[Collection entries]
============

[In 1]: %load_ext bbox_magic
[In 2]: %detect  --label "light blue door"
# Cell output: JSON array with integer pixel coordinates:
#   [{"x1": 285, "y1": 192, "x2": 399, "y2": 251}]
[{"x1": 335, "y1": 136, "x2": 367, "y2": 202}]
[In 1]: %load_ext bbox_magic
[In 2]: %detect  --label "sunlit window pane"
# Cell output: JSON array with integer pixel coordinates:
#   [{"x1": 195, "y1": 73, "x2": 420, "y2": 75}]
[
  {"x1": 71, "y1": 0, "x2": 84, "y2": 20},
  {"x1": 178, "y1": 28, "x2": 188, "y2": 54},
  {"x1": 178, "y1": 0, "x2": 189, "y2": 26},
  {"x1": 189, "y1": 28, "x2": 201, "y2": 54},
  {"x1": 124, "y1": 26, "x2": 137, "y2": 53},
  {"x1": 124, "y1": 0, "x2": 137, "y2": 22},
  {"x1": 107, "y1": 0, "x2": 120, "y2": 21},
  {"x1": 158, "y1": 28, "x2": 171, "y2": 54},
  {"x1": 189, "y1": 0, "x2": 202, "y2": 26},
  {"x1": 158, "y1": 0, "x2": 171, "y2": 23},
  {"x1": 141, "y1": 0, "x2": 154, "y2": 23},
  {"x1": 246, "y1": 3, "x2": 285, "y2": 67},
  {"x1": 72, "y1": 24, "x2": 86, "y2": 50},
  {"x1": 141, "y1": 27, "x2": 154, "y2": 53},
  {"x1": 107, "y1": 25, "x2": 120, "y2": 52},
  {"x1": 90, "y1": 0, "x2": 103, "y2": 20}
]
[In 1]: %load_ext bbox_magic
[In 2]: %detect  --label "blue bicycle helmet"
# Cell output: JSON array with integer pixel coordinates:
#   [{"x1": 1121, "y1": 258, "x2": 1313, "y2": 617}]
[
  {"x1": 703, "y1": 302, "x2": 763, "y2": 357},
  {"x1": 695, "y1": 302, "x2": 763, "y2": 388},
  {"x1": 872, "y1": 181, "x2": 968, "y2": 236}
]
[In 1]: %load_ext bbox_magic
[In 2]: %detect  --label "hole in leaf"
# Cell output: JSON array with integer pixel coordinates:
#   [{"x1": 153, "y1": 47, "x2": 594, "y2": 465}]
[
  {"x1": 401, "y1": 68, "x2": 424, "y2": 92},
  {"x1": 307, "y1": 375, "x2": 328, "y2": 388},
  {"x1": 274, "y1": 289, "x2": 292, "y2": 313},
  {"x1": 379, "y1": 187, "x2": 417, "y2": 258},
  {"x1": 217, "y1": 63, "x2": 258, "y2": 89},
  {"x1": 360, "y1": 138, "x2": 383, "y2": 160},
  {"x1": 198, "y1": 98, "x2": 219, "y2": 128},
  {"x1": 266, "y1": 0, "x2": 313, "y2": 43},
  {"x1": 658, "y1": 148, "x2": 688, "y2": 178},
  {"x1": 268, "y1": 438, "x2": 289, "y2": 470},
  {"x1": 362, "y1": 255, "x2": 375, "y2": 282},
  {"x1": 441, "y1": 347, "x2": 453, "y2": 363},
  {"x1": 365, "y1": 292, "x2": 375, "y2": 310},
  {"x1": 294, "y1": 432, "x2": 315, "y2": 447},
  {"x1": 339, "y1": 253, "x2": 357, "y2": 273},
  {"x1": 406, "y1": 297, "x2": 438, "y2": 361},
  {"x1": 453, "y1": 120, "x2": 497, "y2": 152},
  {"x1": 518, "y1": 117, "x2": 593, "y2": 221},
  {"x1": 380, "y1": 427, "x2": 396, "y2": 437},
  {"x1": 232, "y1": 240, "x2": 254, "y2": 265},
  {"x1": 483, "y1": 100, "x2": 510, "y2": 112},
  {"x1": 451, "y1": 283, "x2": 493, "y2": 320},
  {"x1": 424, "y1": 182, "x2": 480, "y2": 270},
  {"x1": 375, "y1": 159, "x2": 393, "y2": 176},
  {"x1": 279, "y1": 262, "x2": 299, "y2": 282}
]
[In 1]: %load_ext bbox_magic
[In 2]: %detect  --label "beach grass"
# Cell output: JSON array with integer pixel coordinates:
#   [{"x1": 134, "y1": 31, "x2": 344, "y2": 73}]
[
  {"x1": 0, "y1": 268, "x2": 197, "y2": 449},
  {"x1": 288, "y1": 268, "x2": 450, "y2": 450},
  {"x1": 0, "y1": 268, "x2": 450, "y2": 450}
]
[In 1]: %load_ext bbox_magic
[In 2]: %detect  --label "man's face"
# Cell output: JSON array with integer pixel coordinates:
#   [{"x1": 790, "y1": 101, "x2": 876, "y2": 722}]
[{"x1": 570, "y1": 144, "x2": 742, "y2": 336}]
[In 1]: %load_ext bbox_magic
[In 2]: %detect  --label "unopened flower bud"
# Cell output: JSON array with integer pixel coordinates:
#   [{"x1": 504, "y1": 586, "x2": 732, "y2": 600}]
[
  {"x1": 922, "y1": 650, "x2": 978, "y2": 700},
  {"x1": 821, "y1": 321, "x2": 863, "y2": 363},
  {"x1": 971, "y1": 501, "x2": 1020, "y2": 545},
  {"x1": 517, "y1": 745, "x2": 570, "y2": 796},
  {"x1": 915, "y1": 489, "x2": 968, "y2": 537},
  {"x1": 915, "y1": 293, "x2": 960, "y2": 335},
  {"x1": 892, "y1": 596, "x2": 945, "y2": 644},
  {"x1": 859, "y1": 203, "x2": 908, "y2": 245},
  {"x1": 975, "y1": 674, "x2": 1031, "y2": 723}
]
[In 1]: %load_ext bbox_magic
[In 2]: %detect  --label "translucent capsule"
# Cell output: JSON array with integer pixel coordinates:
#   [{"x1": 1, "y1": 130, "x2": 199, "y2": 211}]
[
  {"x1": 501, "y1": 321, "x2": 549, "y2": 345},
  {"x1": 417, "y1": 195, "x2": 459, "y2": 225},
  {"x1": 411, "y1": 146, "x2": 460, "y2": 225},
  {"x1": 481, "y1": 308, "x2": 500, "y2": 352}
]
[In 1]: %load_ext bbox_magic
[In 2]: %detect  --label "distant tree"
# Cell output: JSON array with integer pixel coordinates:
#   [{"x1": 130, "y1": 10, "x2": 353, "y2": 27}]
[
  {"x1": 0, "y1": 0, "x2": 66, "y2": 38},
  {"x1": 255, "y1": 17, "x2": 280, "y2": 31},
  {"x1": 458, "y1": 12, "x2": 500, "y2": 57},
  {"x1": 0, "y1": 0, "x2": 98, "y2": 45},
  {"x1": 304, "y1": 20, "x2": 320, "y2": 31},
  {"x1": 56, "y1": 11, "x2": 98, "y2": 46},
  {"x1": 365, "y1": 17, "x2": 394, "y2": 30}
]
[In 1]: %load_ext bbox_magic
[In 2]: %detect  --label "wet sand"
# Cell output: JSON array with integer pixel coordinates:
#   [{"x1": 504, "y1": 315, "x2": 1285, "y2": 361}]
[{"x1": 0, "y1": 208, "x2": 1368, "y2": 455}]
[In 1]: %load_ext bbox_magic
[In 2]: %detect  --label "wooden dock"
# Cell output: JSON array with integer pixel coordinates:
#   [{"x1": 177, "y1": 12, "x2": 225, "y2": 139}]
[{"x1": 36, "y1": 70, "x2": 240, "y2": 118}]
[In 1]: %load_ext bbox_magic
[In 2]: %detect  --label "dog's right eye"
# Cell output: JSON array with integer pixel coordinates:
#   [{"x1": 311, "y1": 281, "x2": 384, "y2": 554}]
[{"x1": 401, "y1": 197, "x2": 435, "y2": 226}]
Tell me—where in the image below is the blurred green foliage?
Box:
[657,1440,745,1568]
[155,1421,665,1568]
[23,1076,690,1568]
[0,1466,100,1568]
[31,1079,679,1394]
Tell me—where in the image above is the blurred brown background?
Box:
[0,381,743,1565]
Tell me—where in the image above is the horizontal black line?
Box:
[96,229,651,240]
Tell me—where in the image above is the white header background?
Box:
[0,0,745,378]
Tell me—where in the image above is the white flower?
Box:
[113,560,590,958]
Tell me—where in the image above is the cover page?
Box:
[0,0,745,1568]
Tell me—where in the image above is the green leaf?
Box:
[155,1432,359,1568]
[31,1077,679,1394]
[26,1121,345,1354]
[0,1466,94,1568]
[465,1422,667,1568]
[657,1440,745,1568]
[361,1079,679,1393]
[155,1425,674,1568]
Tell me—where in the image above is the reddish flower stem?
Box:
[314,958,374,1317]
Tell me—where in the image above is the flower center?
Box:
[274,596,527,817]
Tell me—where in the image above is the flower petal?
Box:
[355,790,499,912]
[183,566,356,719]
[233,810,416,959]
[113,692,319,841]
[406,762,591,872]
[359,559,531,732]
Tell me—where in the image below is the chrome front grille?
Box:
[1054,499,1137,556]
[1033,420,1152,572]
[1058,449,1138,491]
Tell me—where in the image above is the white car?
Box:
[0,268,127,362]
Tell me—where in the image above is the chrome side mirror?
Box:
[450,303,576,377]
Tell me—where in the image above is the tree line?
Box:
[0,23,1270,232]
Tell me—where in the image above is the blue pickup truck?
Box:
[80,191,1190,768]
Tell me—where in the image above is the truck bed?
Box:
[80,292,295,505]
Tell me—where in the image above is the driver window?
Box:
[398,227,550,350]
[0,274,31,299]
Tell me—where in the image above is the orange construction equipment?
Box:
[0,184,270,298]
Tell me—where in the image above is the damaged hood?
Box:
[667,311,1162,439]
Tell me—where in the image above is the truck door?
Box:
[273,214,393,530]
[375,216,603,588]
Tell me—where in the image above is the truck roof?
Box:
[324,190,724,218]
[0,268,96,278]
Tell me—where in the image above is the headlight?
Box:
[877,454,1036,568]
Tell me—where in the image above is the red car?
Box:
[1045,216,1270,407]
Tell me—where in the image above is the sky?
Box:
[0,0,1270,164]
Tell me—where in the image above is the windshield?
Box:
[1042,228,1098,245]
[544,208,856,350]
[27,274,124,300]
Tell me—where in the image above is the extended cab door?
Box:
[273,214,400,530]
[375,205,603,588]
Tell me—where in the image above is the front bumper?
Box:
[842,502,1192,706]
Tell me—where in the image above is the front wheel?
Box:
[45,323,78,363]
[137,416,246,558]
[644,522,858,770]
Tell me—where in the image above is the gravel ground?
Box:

============

Copy the lines starting at the line containing "Tell me—where in the image above is the flower center?" and ending at the line containing "[375,205,603,588]", both included, reproducing each one without any change.

● **ANSWER TO THE TASK**:
Tell me—where in the image above is the flower center?
Box:
[274,596,527,817]
Tell me—where in the image above is the flower petal?
Box:
[355,790,499,912]
[183,566,356,719]
[233,810,416,959]
[113,692,319,841]
[406,762,591,872]
[359,559,531,732]
Tell me—where in the image below is the chrome front grille?
Box:
[1054,499,1137,556]
[1033,420,1152,572]
[1058,449,1138,491]
Tell me—where in the image above is the white car?
Box:
[0,268,127,362]
Tell me—where in the image above is the chrome side mirror?
Box:
[450,303,576,377]
Tell me—where in the image above is the tree line?
Box:
[0,23,1270,232]
Tell me—where in the image above is the blue pickup truck?
Box:
[80,191,1190,768]
Tell me—where in the image above is the truck bed?
Box:
[80,292,295,505]
Tell me—where in the image above is the driver window?
Box:
[398,227,550,350]
[0,274,31,299]
Tell me—where in the image above is the orange construction equipment?
Box:
[0,184,270,298]
Tell me—where in the image above is the damaged hood?
Box:
[667,311,1162,439]
Tell me—where in the image above is the truck door?
Box:
[273,214,393,530]
[375,216,603,588]
Tell me—where in the image above is the truck roof?
Box:
[324,190,724,218]
[0,268,96,278]
Tell me—where in the image above is the headlight?
Box:
[877,454,1036,568]
Tell me—where in the image above is the red car?
Box:
[1045,216,1270,407]
Tell me—where in the image above is the sky?
Box:
[0,0,1270,164]
Tell me—where in the image above is the windshield?
Box:
[1042,228,1098,245]
[544,208,856,350]
[27,274,124,300]
Tell me—where in the image above is the extended cab door?
Box:
[273,214,400,530]
[375,205,603,588]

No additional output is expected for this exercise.